## [Directions]
Repeat the listing below in full, exactly as it stands.

## [Listed records]
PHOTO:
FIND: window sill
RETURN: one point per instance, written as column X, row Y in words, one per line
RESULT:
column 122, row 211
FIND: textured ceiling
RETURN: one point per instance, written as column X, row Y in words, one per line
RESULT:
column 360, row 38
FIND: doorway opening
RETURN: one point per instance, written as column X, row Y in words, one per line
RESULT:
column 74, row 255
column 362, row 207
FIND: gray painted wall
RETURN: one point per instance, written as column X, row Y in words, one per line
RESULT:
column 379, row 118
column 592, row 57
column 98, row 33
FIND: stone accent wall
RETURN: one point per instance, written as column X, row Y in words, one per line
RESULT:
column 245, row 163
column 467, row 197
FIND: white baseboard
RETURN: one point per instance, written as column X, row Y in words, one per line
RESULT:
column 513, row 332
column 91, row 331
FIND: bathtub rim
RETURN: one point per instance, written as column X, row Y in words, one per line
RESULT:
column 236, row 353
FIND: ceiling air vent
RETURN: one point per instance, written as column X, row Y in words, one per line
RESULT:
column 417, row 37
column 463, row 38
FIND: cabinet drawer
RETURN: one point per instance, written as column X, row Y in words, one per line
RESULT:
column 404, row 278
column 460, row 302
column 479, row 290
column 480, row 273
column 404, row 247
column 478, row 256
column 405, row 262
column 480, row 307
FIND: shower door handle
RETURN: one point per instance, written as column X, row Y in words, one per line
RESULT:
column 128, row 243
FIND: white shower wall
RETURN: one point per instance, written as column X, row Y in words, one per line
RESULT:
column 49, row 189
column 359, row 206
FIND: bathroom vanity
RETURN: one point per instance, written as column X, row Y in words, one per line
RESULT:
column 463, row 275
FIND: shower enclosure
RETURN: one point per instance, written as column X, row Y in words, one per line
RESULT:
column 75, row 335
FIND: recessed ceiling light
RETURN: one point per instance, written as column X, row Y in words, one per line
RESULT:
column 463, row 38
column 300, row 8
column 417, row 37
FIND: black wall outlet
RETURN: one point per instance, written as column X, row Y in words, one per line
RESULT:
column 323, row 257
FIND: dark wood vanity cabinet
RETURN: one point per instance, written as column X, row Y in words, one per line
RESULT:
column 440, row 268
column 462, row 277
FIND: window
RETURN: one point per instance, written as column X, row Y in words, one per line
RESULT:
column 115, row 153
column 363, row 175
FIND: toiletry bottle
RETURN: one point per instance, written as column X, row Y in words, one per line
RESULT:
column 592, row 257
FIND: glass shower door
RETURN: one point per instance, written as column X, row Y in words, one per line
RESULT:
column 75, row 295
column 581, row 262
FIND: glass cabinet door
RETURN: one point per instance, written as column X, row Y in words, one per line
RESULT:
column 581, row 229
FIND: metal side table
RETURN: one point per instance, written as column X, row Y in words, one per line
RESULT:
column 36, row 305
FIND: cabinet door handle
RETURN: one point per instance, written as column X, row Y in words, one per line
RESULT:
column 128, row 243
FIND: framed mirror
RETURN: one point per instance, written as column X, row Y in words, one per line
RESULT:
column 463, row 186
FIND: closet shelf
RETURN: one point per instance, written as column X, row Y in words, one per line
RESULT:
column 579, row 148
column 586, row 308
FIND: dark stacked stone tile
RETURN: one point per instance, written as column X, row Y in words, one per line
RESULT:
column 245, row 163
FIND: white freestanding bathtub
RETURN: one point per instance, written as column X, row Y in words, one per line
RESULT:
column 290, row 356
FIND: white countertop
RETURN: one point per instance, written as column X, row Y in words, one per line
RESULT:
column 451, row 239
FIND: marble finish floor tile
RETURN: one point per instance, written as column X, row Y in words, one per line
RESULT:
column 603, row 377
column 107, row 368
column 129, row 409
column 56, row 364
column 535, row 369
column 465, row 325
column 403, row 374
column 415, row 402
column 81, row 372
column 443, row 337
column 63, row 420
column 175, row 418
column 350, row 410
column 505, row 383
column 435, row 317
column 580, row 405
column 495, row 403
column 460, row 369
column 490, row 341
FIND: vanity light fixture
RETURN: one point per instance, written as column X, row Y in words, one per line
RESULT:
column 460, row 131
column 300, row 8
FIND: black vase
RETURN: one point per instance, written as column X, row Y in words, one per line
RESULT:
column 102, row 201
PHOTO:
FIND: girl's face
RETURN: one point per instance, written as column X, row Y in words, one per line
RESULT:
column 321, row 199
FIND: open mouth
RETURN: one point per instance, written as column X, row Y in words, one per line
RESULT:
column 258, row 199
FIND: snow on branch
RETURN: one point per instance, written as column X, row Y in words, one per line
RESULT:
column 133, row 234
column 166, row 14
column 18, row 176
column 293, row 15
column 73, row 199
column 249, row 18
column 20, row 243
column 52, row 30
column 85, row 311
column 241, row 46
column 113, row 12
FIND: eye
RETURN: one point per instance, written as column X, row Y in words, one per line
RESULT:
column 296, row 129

## [Response]
PHOTO:
FIND: window sill
RETURN: one point per instance, written as column X, row Y in words, one per line
RESULT:
column 122, row 211
FIND: textured ceiling
RETURN: one point per instance, written as column X, row Y in words, one per line
RESULT:
column 360, row 38
FIND: doorway opening
RETURN: one point per instance, written as column X, row Y in words, one per line
RESULT:
column 74, row 255
column 362, row 207
FIND: gray painted wall
RETURN: one point per instance, written as column X, row Y in words, one per line
RESULT:
column 379, row 118
column 592, row 57
column 98, row 33
FIND: stone accent wall
RETURN: one point per instance, written as column X, row Y in words, one per line
RESULT:
column 245, row 163
column 467, row 197
FIND: white baseboard
RETURN: one point per instance, written as column X, row Y in words, one per line
RESULT:
column 513, row 332
column 91, row 331
FIND: bathtub rim
RETURN: one point per instance, written as column X, row Y in words, one per line
RESULT:
column 236, row 353
FIND: ceiling air vent
RETURN: one point per instance, written as column X, row Y in words, one per line
RESULT:
column 417, row 37
column 463, row 38
FIND: cabinet drawer
RETURN: one point per instance, written as column X, row Y in words, one per line
RESULT:
column 404, row 278
column 460, row 302
column 479, row 290
column 480, row 273
column 404, row 247
column 478, row 256
column 405, row 262
column 480, row 307
FIND: shower door handle
RETURN: one point per instance, written as column X, row Y in words, one per line
RESULT:
column 128, row 243
FIND: white shower wall
RETURN: one point per instance, written as column X, row Y in words, one per line
RESULT:
column 49, row 189
column 359, row 206
FIND: bathroom vanity
RETURN: one point per instance, written as column X, row Y in words, one per line
RESULT:
column 463, row 275
FIND: shower enclosure
RETURN: one point per instance, written as column X, row Y in words, one per line
RESULT:
column 75, row 335
FIND: recessed ceiling light
RETURN: one point per instance, written as column X, row Y in words, one per line
RESULT:
column 463, row 38
column 300, row 8
column 417, row 37
FIND: black wall outlet
RETURN: one point per instance, written as column X, row Y in words, one per line
RESULT:
column 323, row 257
FIND: dark wood vanity cabinet
RETURN: one point per instance, written as column X, row Y in words, one per line
RESULT:
column 440, row 268
column 462, row 277
FIND: window
RETURN: one point per instance, written as column X, row Y in words, one per line
RESULT:
column 115, row 153
column 363, row 175
FIND: toiletry bottle
RETURN: one point per instance, written as column X, row Y in words, one per line
RESULT:
column 592, row 257
FIND: glass shower door
RETURN: one point per instance, written as column X, row Y in words, one per line
RESULT:
column 75, row 295
column 581, row 262
FIND: glass cabinet door
RETURN: one point per instance, written as column X, row Y in words, one per line
RESULT:
column 581, row 229
FIND: metal side table
RETURN: one point per instance, written as column X, row Y in words, one per line
RESULT:
column 36, row 305
FIND: cabinet door handle
RETURN: one point per instance, written as column X, row Y in words, one per line
RESULT:
column 128, row 243
FIND: framed mirror
RETURN: one point per instance, written as column X, row Y in words, one per line
RESULT:
column 463, row 186
FIND: closet shelf
RETURN: one point per instance, written as column X, row Y in words, one per line
RESULT:
column 579, row 148
column 586, row 308
FIND: dark stacked stone tile
RETURN: one point per instance, written as column X, row Y in words, one per line
RESULT:
column 245, row 163
FIND: white freestanding bathtub
RETURN: one point per instance, written as column X, row Y in words, one per line
RESULT:
column 290, row 356
FIND: white countertop
RETURN: one point per instance, written as column X, row Y in words, one per line
RESULT:
column 451, row 239
FIND: marble finish floor tile
RETURN: one point per instance, written as column X, row Y in words, one per line
RESULT:
column 603, row 377
column 107, row 368
column 129, row 409
column 56, row 364
column 535, row 369
column 465, row 325
column 403, row 374
column 415, row 402
column 81, row 372
column 443, row 337
column 63, row 420
column 175, row 418
column 350, row 410
column 505, row 383
column 435, row 317
column 580, row 405
column 495, row 403
column 460, row 369
column 490, row 341
FIND: vanity light fixture
RETURN: one point per instance, written as column X, row Y in words, one per line
RESULT:
column 460, row 131
column 300, row 8
FIND: black vase
RETURN: one point per instance, written as column X, row Y in words, one per line
RESULT:
column 102, row 201
PHOTO:
FIND: girl's face
RETURN: one point per instance, written as column X, row Y in words, one per line
RESULT:
column 321, row 199
FIND: open mouth
RETURN: one point per instance, written as column X, row Y in words, one per line
RESULT:
column 258, row 199
FIND: snow on branch
RETURN: one point per instance, written as column X, row Y in words, one per line
RESULT:
column 133, row 234
column 166, row 14
column 18, row 176
column 293, row 15
column 73, row 199
column 249, row 18
column 20, row 243
column 52, row 30
column 85, row 311
column 241, row 46
column 113, row 12
FIND: eye
RETURN: one point per instance, written as column X, row Y in words, one per line
RESULT:
column 296, row 129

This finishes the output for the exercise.